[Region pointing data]
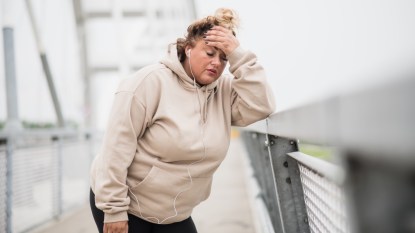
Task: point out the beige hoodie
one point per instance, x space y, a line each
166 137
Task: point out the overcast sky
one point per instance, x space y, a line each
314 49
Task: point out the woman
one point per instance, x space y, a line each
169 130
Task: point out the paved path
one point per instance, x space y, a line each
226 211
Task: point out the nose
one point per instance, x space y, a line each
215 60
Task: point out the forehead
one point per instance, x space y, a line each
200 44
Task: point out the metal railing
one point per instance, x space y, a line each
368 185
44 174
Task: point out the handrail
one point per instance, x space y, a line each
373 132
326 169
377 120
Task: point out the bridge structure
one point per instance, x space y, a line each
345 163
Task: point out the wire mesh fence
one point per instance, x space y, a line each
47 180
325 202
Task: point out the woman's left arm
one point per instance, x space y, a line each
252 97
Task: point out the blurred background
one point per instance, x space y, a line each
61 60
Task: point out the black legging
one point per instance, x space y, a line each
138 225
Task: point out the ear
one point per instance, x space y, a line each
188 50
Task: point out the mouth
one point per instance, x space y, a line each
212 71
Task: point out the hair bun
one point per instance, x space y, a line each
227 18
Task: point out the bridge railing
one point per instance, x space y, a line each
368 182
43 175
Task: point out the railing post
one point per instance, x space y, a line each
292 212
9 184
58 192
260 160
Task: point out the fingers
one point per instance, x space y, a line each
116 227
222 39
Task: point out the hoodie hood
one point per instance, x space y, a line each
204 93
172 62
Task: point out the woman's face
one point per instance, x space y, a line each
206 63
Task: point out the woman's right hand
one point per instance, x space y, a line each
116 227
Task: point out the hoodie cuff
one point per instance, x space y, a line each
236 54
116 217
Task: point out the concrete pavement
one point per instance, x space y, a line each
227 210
--
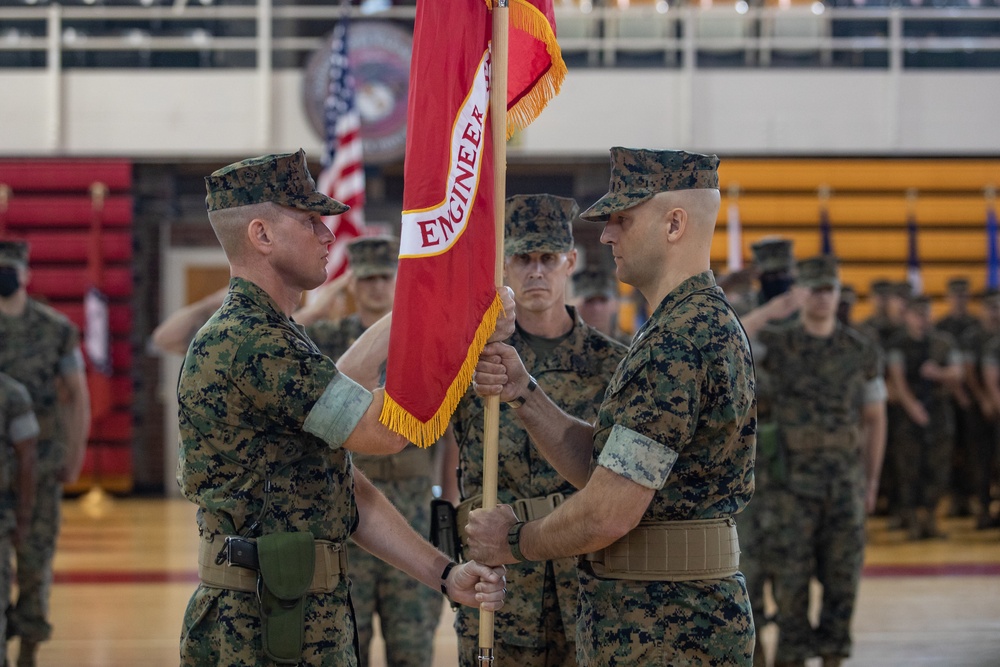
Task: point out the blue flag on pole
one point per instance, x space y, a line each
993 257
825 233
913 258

== YOUR TASK ==
"woman" is the string to look for; please copy every line of the records above where it appears.

== REPLY TO THE EXERCISE ==
Task: point out the woman
Task: point out the woman's left arm
Task: point out the woman's face
Task: point out the woman's right hand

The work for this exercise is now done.